• **Task prompt**: Copy out the entries below exactly as they stand, but only from the line containing "Highlight tooth." through the line containing "Highlight black turtleneck sweater.".

Stored data entries:
%%

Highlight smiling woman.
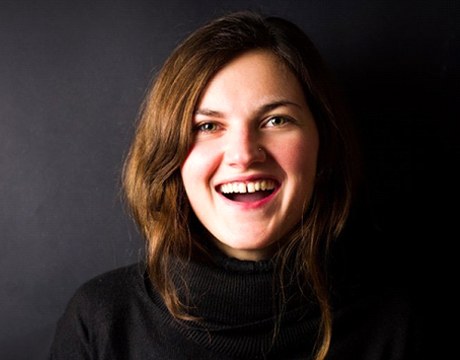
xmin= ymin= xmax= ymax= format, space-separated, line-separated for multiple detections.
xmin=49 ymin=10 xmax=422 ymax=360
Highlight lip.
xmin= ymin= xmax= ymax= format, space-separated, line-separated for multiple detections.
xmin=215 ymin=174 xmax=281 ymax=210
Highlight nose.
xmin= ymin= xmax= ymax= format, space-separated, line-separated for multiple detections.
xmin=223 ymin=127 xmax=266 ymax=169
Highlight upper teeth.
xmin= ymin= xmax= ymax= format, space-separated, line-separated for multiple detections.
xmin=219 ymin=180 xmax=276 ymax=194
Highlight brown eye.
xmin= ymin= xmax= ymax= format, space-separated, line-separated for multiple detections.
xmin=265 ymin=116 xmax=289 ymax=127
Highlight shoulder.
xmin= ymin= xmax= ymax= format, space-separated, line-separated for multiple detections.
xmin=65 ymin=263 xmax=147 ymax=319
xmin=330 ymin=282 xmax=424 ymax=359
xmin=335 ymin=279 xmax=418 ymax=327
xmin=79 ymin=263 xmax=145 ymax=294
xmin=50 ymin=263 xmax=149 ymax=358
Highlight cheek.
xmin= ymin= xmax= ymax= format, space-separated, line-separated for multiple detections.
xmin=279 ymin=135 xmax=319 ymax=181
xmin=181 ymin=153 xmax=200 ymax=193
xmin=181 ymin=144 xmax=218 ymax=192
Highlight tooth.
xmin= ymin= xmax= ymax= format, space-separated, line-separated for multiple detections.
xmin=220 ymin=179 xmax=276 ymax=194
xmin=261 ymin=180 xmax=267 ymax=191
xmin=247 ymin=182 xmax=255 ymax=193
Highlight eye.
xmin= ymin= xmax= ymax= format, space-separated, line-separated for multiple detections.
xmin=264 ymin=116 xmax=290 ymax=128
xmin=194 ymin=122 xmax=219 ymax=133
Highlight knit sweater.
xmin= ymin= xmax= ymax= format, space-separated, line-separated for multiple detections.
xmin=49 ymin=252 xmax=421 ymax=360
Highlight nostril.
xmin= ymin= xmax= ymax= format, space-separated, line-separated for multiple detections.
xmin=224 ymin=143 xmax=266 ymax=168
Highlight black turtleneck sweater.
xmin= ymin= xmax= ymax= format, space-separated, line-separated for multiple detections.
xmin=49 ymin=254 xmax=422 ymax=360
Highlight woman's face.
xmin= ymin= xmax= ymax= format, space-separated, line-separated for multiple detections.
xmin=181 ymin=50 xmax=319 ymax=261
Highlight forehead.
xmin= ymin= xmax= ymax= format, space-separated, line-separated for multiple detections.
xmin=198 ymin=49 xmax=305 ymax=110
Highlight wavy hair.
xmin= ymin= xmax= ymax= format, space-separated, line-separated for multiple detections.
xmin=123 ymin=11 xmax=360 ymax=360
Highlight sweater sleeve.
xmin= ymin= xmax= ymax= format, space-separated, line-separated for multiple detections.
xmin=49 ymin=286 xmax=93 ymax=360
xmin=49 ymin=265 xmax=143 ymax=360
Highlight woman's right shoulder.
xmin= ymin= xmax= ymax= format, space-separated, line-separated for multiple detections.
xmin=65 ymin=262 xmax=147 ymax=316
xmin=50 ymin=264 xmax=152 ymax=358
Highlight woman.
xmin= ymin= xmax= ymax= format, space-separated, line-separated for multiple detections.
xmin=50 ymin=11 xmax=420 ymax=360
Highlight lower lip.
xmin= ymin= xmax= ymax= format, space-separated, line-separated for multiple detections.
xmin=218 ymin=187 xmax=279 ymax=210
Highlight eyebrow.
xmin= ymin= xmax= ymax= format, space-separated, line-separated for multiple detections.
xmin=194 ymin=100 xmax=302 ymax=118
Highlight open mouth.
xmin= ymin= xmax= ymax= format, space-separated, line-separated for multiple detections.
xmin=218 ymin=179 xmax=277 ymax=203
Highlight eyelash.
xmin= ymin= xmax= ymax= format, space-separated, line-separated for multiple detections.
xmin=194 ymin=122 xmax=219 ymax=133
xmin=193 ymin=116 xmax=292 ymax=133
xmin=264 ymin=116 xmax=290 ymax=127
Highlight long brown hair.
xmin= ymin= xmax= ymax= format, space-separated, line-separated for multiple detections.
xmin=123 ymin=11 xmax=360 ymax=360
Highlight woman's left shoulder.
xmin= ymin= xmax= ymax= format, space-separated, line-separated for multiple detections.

%%

• **Reply to the task**:
Highlight tooth.
xmin= ymin= xmax= ymax= format, space-separated, line-separated for multiple detections.
xmin=220 ymin=179 xmax=276 ymax=194
xmin=261 ymin=180 xmax=267 ymax=191
xmin=247 ymin=182 xmax=255 ymax=193
Highlight eye.
xmin= ymin= xmax= ymax= format, space-separated, line-separated for multiple detections.
xmin=264 ymin=116 xmax=290 ymax=128
xmin=194 ymin=122 xmax=219 ymax=133
Highlight knit sweater.
xmin= ymin= xmax= ymax= format, space-separated, line-separated for multiple detections.
xmin=49 ymin=252 xmax=421 ymax=360
Highlight nostril.
xmin= ymin= xmax= ymax= format, space-separated, line-separated for multiple detections.
xmin=224 ymin=143 xmax=266 ymax=168
Highlight black turtleneck sweater.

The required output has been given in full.